READING PASSAGE:
***

As for Venezuela, even as conditions in that country have gone from bad to worse, Waters has stuck by his pal, the dictator. On June 15, he announced in a Facebook post that Maduro had sent him a cuatro, a four-string guitar, a gift for which, he wrote, he was “deeply moved.” Good to know that even as his people are starving, Maduro has the time to keep his top-seeded foreign propagandist happy. “Thank you President Maduro for your kind gift and message,” the old rocker wrote. “I shall continue to support the people of Venezuela, and continue to oppose U.S. interference in your country, particularly the illegal and inhumane monetary sanctions that seek to make life intolerable for your people.” Appalling.

To Israel, with hate

Netta

Every year, the Eurovision Song Contest, that annual marathon of mostly horrible songs from countries all over Europe, plus Israel and Australia, is held in the homeland of the previous year’s winner. Last year, the winner was Netta, a spunky, offbeat chanteuse from Israel who came out on top with an absolutely abominable tune called “Toy.” So this year the show is being broadcast from Tel Aviv. The first semifinal was on Tuesday; the second is tonight; the finals are on Saturday.

Julie Christie

Cue the protests! As we noted in February, the BDS crowd was quick to protest the plans to hold Eurovision in Israel. In Britain, fifty-odd people who described themselves as laboring in the “creative industries” wrote a letter to the Guardian urging Eurovision officials to relocate the show to some other country and expressing concern about Israel’s “crimes against…freedom.” Among these people who cherish freedom so deeply were directors Ken Loach and Roy Battersby, both former members of the Workers Revolutionary Party; actress Maxine Peake, a former Communist Party member and winner of a 2014 award for an Outstanding Contribution to Socialism; stand-up comedian Alexei Sayle, also a former Communist Party member; actresses Julie Christie and Miriam Margolyes, both of whom are pro-Palestinian activists; playwright Caryl Churchill, whose play Seven Jewish Children has been described as “anti-Jewish agitprop” that seeks “to demonize the Jewish people”; and musician Roger Waters, whose deeply sick obsession with Jews we’ve written about a number of times on this site.

Hatari

Fortunately, the protests were unsuccessful. On Tuesday, the first semifinal went off without incident, but not without controversy. Among the performers was Hatari, a self-described BDSM band from Iceland whose entry is a hideous three-minute stretch of noise entitled “Hate Will Prevail” that expresses the band’s disapproval of the rise of populism in Europe. Note, by the way, that BDSM stands for bondage, discipline, sadism, and masochism, and should not be confused with BDS, the anti-Israeli movement that calls for boycott, divestment, and sanctions; in this case, however, BDSM and BDS went hand in hand. For Hatari is not only into sexual kinks but also into the delegitimization of the Jewish state, the overthrow of capitalism, and the introduction of Communism. For we all know how tolerant Communism is of sexual deviance.

***

ACTIVITY LIST:
a – Answer these from the passage on Roger Waters and Eurovision:
(i) What gift did Maduro send Waters, according to the June 15 Facebook post?
(ii) From which city is this year's Eurovision being broadcast?
(iii) What is the title of Hatari's entry?
b – Repeat the part of the passage on Roger Waters and Eurovision between "Every year, the" and "are on Saturday.", inclusive.

Records from a data collection
***

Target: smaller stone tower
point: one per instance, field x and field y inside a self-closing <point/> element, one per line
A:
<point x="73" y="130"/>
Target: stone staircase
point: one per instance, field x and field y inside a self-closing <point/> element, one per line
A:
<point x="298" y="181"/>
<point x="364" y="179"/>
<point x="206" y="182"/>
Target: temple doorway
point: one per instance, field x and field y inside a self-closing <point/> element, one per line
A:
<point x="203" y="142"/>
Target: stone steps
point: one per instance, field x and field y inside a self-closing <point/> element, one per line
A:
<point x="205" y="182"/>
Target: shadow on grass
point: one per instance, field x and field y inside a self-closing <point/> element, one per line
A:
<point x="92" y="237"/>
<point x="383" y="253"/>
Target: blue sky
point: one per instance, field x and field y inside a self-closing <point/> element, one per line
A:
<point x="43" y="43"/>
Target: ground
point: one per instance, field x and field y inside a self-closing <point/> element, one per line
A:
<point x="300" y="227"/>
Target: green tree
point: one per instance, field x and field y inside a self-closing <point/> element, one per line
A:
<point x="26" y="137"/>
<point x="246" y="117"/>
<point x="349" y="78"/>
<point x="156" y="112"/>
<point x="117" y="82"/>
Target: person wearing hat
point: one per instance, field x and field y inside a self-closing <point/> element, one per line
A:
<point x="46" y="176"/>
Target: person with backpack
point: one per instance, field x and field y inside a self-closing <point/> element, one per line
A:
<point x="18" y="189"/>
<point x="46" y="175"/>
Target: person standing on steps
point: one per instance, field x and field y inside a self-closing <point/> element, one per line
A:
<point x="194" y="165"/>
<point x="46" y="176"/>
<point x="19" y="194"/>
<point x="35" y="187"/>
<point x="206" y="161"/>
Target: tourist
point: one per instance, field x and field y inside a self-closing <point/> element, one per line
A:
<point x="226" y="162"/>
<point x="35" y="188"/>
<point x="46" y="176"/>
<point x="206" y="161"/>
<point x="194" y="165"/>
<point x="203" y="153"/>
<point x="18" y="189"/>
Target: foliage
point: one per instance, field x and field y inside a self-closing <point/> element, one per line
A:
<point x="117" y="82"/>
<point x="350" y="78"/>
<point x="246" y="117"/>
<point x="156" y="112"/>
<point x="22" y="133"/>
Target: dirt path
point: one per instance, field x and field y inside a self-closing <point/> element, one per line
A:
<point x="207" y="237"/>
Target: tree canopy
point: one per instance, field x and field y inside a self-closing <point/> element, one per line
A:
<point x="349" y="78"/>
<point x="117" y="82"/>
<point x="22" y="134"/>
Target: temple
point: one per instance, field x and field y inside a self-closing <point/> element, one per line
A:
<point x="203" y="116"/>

***

SOLUTIONS IN ORDER:
a –
(i) A cuatro, a four-string guitar
(ii) Tel Aviv
(iii) "Hate Will Prevail"

b –
Every year, the Eurovision Song Contest, that annual marathon of mostly horrible songs from countries all over Europe, plus Israel and Australia, is held in the homeland of the previous year’s winner. Last year, the winner was Netta, a spunky, offbeat chanteuse from Israel who came out on top with an absolutely abominable tune called “Toy.” So this year the show is being broadcast from Tel Aviv. The first semifinal was on Tuesday; the second is tonight; the finals are on Saturday.